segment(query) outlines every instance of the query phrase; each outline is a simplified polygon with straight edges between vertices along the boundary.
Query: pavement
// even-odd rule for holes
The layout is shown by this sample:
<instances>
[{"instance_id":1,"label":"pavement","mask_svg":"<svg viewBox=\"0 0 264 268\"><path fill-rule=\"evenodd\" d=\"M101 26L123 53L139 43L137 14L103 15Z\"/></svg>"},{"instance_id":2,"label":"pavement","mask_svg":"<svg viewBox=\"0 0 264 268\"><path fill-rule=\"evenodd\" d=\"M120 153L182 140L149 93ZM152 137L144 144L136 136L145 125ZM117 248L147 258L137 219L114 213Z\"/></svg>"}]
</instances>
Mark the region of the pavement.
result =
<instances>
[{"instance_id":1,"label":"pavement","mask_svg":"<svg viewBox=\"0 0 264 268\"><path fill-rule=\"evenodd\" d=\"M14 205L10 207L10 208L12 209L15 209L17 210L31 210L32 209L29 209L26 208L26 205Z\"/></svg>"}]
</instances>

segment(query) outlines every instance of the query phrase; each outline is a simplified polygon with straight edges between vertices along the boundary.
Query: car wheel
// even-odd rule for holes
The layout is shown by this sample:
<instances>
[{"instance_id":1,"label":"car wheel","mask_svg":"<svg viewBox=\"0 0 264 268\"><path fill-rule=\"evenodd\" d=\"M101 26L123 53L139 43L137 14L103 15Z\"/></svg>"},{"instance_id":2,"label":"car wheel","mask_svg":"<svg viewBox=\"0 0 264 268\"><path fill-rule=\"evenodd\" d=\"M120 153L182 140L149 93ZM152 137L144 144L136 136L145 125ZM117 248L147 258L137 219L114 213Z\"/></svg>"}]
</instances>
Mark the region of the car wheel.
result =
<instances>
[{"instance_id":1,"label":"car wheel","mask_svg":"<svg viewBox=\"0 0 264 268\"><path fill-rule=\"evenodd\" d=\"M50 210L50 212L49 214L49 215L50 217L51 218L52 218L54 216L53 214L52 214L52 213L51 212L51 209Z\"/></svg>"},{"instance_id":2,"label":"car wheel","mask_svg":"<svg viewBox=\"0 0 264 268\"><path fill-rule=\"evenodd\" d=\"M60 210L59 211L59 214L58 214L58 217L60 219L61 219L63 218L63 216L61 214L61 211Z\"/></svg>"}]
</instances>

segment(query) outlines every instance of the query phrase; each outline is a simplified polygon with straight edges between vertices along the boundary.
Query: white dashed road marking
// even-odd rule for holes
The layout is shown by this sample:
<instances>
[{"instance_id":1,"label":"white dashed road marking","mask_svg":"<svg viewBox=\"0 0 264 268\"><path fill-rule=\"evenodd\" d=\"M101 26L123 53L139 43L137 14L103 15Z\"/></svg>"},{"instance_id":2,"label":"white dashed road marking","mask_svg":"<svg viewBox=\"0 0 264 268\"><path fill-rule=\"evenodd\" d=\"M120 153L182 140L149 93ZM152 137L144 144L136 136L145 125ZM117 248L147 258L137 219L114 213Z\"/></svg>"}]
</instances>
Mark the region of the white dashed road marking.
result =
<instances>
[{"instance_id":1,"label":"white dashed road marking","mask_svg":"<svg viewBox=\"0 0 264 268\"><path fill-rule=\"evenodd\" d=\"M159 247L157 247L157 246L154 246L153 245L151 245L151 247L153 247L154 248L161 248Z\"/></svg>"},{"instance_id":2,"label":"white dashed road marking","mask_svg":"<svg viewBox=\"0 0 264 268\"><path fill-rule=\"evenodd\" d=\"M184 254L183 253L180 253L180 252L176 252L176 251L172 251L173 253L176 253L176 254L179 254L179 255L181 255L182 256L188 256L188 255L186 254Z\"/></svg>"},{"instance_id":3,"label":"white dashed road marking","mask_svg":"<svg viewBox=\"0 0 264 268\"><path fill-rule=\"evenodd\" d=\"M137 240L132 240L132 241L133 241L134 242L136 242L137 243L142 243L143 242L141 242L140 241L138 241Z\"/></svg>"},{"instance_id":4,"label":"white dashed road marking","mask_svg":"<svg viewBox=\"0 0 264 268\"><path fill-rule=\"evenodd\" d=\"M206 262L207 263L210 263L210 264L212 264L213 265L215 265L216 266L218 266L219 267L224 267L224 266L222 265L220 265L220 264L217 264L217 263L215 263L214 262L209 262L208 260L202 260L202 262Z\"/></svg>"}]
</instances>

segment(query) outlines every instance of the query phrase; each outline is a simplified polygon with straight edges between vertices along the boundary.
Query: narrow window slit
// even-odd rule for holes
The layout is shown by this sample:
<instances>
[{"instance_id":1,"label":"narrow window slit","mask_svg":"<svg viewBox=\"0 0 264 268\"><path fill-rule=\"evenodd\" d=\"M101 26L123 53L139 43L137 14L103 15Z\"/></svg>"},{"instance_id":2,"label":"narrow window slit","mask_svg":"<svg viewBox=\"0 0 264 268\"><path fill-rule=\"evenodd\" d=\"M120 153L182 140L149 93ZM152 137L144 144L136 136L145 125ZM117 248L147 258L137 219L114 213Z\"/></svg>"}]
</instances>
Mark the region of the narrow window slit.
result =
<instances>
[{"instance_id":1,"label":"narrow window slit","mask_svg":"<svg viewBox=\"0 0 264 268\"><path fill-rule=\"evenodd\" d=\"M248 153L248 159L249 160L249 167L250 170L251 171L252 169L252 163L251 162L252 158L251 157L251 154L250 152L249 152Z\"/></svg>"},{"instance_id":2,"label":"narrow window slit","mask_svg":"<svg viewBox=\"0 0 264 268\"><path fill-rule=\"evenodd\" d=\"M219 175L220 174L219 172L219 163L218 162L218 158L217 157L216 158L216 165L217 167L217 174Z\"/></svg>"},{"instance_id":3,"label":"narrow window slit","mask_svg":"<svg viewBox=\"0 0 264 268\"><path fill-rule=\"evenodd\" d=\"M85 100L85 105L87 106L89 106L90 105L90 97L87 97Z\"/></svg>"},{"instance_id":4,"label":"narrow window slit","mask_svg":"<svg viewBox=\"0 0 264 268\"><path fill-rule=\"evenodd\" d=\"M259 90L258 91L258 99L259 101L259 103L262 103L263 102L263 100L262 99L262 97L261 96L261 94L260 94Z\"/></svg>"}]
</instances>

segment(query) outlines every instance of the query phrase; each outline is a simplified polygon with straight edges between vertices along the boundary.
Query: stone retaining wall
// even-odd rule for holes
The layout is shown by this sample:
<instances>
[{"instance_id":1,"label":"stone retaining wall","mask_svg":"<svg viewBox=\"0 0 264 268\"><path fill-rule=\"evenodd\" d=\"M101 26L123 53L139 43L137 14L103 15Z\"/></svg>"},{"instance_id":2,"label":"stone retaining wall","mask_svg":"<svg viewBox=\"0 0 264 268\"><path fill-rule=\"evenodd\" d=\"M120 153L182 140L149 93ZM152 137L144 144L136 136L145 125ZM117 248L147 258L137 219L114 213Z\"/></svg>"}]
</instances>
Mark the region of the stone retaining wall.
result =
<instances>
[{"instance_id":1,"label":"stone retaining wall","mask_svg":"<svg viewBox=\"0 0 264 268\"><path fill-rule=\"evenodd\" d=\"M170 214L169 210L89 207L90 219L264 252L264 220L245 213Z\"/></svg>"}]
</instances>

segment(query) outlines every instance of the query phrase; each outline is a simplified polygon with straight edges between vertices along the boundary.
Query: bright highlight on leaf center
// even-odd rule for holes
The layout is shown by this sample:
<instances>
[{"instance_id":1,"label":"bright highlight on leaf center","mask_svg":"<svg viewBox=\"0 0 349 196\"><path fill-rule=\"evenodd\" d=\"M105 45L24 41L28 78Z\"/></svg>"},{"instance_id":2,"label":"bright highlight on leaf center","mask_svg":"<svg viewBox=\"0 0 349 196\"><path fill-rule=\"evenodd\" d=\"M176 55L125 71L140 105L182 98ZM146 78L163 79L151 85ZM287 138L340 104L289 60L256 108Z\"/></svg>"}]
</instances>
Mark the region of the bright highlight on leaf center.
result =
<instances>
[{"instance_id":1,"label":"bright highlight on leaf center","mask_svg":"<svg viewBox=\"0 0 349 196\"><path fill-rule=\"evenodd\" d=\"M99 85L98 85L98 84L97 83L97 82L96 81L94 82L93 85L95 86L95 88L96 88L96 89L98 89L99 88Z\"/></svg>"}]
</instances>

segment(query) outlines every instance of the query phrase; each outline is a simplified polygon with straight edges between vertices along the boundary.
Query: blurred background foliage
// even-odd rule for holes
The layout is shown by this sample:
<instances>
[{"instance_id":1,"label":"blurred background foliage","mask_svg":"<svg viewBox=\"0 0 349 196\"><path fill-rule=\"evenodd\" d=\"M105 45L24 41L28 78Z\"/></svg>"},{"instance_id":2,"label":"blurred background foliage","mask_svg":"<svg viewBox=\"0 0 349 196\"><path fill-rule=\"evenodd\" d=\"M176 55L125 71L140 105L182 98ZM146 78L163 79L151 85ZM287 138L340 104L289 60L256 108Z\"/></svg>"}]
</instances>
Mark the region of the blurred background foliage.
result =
###
■ **What is needed**
Please display each line of the listing above that contains the string "bright", treating uppercase and lowercase as different.

■ **Answer**
Query: bright highlight on leaf center
[{"instance_id":1,"label":"bright highlight on leaf center","mask_svg":"<svg viewBox=\"0 0 349 196\"><path fill-rule=\"evenodd\" d=\"M105 45L24 41L28 78Z\"/></svg>"},{"instance_id":2,"label":"bright highlight on leaf center","mask_svg":"<svg viewBox=\"0 0 349 196\"><path fill-rule=\"evenodd\" d=\"M176 55L125 71L140 105L182 98ZM146 78L163 79L151 85ZM287 138L340 104L289 60L256 108Z\"/></svg>"}]
Mark the region of the bright highlight on leaf center.
[{"instance_id":1,"label":"bright highlight on leaf center","mask_svg":"<svg viewBox=\"0 0 349 196\"><path fill-rule=\"evenodd\" d=\"M99 85L98 85L98 84L97 83L97 82L96 81L94 82L93 85L95 86L95 88L96 88L96 89L98 89L99 88Z\"/></svg>"}]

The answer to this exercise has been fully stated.